>> Start GIVEN DATA

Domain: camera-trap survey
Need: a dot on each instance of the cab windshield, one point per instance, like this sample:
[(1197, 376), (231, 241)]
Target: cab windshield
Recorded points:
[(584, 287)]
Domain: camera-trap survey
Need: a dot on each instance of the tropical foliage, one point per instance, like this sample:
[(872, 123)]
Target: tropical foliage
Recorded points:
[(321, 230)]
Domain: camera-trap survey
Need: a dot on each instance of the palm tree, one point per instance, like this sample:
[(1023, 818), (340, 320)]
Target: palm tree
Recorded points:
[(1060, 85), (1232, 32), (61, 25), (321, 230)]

>> End GIVEN DATA
>> Start GIVEN DATA

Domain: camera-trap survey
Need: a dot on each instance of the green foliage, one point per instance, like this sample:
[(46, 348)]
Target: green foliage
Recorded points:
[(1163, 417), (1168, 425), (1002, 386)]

>> End GIVEN DATA
>> Start GIVEN DATA

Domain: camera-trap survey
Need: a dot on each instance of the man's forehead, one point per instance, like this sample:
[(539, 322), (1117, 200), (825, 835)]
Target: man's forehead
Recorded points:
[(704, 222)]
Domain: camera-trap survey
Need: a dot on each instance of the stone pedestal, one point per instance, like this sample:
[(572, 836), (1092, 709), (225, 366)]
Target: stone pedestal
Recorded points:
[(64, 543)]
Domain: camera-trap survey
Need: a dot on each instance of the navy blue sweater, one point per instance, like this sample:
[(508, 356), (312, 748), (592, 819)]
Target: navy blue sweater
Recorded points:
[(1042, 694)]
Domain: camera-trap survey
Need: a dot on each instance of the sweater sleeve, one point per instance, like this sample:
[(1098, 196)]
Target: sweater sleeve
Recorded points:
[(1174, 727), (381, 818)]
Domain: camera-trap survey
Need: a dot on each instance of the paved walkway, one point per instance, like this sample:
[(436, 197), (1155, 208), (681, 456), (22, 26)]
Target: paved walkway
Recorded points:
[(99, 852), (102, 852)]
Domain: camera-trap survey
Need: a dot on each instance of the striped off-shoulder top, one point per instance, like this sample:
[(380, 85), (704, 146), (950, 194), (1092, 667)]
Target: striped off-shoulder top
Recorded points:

>> End GIVEN DATA

Collect every line in the rows above that contains the string "walkway". Case counts, so take only lines where it appears in that exact capitalization.

## RESULT OF THIS EXERCISE
Need: a dot on each instance of the paved walkway, one point per instance, like this sample:
Target: paved walkway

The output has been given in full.